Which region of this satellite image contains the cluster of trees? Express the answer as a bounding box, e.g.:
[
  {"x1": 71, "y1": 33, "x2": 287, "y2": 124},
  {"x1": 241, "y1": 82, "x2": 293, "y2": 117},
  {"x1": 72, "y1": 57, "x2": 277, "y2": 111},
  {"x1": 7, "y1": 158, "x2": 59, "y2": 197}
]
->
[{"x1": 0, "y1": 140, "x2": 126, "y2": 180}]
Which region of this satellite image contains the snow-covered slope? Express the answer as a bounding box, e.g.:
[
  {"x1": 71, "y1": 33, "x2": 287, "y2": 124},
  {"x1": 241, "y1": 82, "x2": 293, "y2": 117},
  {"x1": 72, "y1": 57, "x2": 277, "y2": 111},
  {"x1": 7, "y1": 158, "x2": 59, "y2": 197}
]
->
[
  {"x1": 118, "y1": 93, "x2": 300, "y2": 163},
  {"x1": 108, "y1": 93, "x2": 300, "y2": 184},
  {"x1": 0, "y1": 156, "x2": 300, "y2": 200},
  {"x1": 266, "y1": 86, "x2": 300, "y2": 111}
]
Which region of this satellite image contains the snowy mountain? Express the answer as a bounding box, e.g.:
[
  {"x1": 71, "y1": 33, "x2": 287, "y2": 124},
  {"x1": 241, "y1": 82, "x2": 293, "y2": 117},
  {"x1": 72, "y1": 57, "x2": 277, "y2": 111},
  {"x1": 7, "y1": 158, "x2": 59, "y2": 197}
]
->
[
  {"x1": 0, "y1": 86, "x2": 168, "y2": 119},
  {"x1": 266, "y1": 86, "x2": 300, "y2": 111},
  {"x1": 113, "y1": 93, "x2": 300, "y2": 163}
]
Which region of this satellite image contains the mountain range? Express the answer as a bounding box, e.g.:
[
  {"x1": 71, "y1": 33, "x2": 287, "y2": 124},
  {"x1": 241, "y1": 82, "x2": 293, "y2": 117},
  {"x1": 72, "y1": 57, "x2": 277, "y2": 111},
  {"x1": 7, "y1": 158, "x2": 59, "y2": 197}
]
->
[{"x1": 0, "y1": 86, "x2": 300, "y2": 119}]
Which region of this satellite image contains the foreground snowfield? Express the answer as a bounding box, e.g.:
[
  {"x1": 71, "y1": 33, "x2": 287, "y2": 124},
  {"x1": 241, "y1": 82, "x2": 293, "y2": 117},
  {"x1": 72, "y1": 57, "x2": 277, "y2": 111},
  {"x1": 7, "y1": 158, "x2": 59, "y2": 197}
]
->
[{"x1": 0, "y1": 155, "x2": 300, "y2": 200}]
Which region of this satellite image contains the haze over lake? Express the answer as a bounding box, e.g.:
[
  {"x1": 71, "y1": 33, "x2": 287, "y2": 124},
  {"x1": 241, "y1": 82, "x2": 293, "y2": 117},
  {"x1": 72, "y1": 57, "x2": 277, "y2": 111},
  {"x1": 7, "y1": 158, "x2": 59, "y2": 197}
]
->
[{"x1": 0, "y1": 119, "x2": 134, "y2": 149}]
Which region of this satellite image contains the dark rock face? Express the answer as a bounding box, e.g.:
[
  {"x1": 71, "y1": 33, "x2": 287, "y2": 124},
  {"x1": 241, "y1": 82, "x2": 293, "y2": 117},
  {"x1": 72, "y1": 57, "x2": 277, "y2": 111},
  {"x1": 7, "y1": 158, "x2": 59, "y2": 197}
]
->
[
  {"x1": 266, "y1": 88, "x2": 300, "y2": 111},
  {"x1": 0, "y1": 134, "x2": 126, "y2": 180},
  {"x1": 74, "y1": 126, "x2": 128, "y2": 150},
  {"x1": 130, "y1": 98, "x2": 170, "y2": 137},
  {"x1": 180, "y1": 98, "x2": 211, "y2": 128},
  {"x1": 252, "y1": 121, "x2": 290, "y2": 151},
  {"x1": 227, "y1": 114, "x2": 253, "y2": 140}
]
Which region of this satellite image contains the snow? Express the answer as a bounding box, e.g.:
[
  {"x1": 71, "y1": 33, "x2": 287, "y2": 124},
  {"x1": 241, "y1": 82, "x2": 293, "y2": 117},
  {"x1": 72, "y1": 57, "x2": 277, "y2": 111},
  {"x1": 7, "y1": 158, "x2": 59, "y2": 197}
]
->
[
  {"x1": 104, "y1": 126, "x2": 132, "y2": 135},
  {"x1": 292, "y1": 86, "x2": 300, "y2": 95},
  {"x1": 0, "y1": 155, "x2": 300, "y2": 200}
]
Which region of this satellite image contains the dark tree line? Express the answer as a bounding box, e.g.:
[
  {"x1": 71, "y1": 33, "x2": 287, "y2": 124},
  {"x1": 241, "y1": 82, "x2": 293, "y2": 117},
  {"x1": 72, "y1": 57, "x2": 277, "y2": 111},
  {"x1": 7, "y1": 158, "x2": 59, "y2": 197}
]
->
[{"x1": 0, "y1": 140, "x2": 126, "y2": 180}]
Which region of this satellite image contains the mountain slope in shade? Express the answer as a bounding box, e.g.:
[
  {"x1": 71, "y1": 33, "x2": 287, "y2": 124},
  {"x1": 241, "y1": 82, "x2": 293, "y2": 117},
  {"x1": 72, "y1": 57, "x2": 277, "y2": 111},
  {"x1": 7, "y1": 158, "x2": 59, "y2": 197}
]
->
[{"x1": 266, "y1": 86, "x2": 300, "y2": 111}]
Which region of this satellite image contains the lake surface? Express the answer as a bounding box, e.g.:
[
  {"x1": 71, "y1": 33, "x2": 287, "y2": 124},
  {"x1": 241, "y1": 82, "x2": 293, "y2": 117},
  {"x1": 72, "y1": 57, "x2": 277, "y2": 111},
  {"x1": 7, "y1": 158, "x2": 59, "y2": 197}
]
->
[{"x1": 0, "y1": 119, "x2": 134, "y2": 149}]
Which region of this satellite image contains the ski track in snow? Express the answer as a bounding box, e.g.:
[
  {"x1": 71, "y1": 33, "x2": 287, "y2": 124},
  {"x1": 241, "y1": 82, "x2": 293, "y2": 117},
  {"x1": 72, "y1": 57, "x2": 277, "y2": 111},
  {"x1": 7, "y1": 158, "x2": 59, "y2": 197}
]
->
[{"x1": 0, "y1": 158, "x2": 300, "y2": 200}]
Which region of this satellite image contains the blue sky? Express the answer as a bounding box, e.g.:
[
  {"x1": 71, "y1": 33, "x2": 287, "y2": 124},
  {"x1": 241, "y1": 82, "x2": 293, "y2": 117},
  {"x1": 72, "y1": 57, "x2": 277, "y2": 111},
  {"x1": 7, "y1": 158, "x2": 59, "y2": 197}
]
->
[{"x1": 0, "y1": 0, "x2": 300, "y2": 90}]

****************

SCHRIFTLICHER AUFTRAG:
Ändere alle obigen Datensätze so, dass „satellite image“ überall durch „aerial photograph“ ersetzt ist, und gib sie vollständig wieder; alles Übrige bleibt unverändert.

ERGEBNIS DIESER ÜBUNG:
Which region of this aerial photograph contains the cluster of trees? Express the answer as a bounding box, e.g.:
[
  {"x1": 71, "y1": 33, "x2": 287, "y2": 124},
  {"x1": 241, "y1": 82, "x2": 293, "y2": 117},
  {"x1": 72, "y1": 57, "x2": 277, "y2": 111},
  {"x1": 7, "y1": 158, "x2": 59, "y2": 197}
]
->
[{"x1": 0, "y1": 140, "x2": 126, "y2": 180}]
Which region of this aerial photograph contains the snow-covered slope? Express the answer as a bounding box, e.g.:
[
  {"x1": 71, "y1": 33, "x2": 287, "y2": 124},
  {"x1": 241, "y1": 82, "x2": 293, "y2": 117},
  {"x1": 72, "y1": 57, "x2": 277, "y2": 111},
  {"x1": 7, "y1": 158, "x2": 59, "y2": 197}
]
->
[
  {"x1": 118, "y1": 93, "x2": 300, "y2": 163},
  {"x1": 108, "y1": 93, "x2": 300, "y2": 184},
  {"x1": 0, "y1": 156, "x2": 300, "y2": 200},
  {"x1": 266, "y1": 86, "x2": 300, "y2": 111}
]
Which region of this aerial photograph contains the snowy mountain? Express the answer as a bounding box, e.g.:
[
  {"x1": 71, "y1": 33, "x2": 287, "y2": 124},
  {"x1": 241, "y1": 82, "x2": 293, "y2": 117},
  {"x1": 72, "y1": 57, "x2": 277, "y2": 111},
  {"x1": 7, "y1": 158, "x2": 59, "y2": 197}
]
->
[
  {"x1": 0, "y1": 86, "x2": 168, "y2": 119},
  {"x1": 266, "y1": 86, "x2": 300, "y2": 111},
  {"x1": 113, "y1": 93, "x2": 300, "y2": 163}
]
Which region of this aerial photograph contains the mountain range? Express the answer as a bounding box, e.g.:
[
  {"x1": 71, "y1": 33, "x2": 287, "y2": 124},
  {"x1": 241, "y1": 82, "x2": 293, "y2": 117},
  {"x1": 72, "y1": 57, "x2": 277, "y2": 111},
  {"x1": 7, "y1": 158, "x2": 59, "y2": 197}
]
->
[{"x1": 0, "y1": 86, "x2": 300, "y2": 119}]
Which region of this aerial photograph contains the foreground snowfield? Express the answer as a bounding box, e.g.:
[
  {"x1": 71, "y1": 33, "x2": 287, "y2": 124},
  {"x1": 241, "y1": 82, "x2": 293, "y2": 117},
  {"x1": 72, "y1": 57, "x2": 277, "y2": 111},
  {"x1": 7, "y1": 158, "x2": 59, "y2": 197}
]
->
[{"x1": 0, "y1": 155, "x2": 300, "y2": 200}]
Which region of this aerial photograph contains the haze over lake? Express the answer as a bounding box, e.g.:
[
  {"x1": 71, "y1": 33, "x2": 287, "y2": 124},
  {"x1": 241, "y1": 82, "x2": 293, "y2": 117},
  {"x1": 72, "y1": 57, "x2": 277, "y2": 111},
  {"x1": 7, "y1": 158, "x2": 59, "y2": 197}
]
->
[{"x1": 0, "y1": 119, "x2": 134, "y2": 149}]
Which region of this aerial photograph contains the dark rock face? Express the answer as a bounding box, e.g.:
[
  {"x1": 71, "y1": 33, "x2": 287, "y2": 124},
  {"x1": 241, "y1": 82, "x2": 293, "y2": 117},
  {"x1": 72, "y1": 57, "x2": 277, "y2": 111},
  {"x1": 7, "y1": 158, "x2": 59, "y2": 197}
]
->
[
  {"x1": 266, "y1": 88, "x2": 300, "y2": 111},
  {"x1": 0, "y1": 134, "x2": 126, "y2": 180},
  {"x1": 74, "y1": 126, "x2": 128, "y2": 150},
  {"x1": 130, "y1": 98, "x2": 170, "y2": 137},
  {"x1": 180, "y1": 98, "x2": 211, "y2": 128},
  {"x1": 252, "y1": 121, "x2": 290, "y2": 151},
  {"x1": 227, "y1": 114, "x2": 253, "y2": 140}
]
Which region of this aerial photograph contains the snow? Express the answer as a bounding box, e.g.:
[
  {"x1": 71, "y1": 33, "x2": 287, "y2": 124},
  {"x1": 241, "y1": 82, "x2": 293, "y2": 117},
  {"x1": 72, "y1": 57, "x2": 277, "y2": 111},
  {"x1": 7, "y1": 158, "x2": 59, "y2": 197}
]
->
[
  {"x1": 104, "y1": 126, "x2": 132, "y2": 135},
  {"x1": 292, "y1": 86, "x2": 300, "y2": 95},
  {"x1": 0, "y1": 155, "x2": 300, "y2": 200}
]
Which region of this aerial photograph contains the dark tree line? Express the answer as a bounding box, e.g.:
[
  {"x1": 71, "y1": 33, "x2": 287, "y2": 124},
  {"x1": 241, "y1": 82, "x2": 293, "y2": 117},
  {"x1": 72, "y1": 57, "x2": 277, "y2": 111},
  {"x1": 7, "y1": 158, "x2": 59, "y2": 197}
]
->
[{"x1": 0, "y1": 140, "x2": 126, "y2": 180}]
Which region of this aerial photograph contains the mountain slope in shade? Express the answer as a bounding box, e.g.:
[
  {"x1": 71, "y1": 33, "x2": 287, "y2": 124},
  {"x1": 241, "y1": 82, "x2": 293, "y2": 117},
  {"x1": 72, "y1": 57, "x2": 277, "y2": 111},
  {"x1": 7, "y1": 158, "x2": 59, "y2": 197}
]
->
[{"x1": 266, "y1": 86, "x2": 300, "y2": 111}]
Which region of this aerial photograph contains the lake surface? Express the answer as a bounding box, e.g.:
[
  {"x1": 71, "y1": 33, "x2": 287, "y2": 124},
  {"x1": 241, "y1": 82, "x2": 293, "y2": 117},
  {"x1": 72, "y1": 57, "x2": 277, "y2": 111},
  {"x1": 7, "y1": 158, "x2": 59, "y2": 197}
]
->
[{"x1": 0, "y1": 119, "x2": 134, "y2": 149}]
Which region of this aerial photograph contains the ski track in snow? Express the answer as a bounding box, e.g.:
[
  {"x1": 71, "y1": 33, "x2": 287, "y2": 124},
  {"x1": 241, "y1": 82, "x2": 293, "y2": 117},
  {"x1": 72, "y1": 57, "x2": 277, "y2": 111},
  {"x1": 7, "y1": 158, "x2": 59, "y2": 197}
]
->
[{"x1": 0, "y1": 158, "x2": 300, "y2": 200}]
Which region of this aerial photograph contains the blue sky? Express the answer as a bounding box, e.g.:
[
  {"x1": 71, "y1": 33, "x2": 287, "y2": 124},
  {"x1": 241, "y1": 82, "x2": 293, "y2": 117},
  {"x1": 72, "y1": 57, "x2": 277, "y2": 111},
  {"x1": 7, "y1": 158, "x2": 59, "y2": 197}
]
->
[{"x1": 0, "y1": 0, "x2": 300, "y2": 90}]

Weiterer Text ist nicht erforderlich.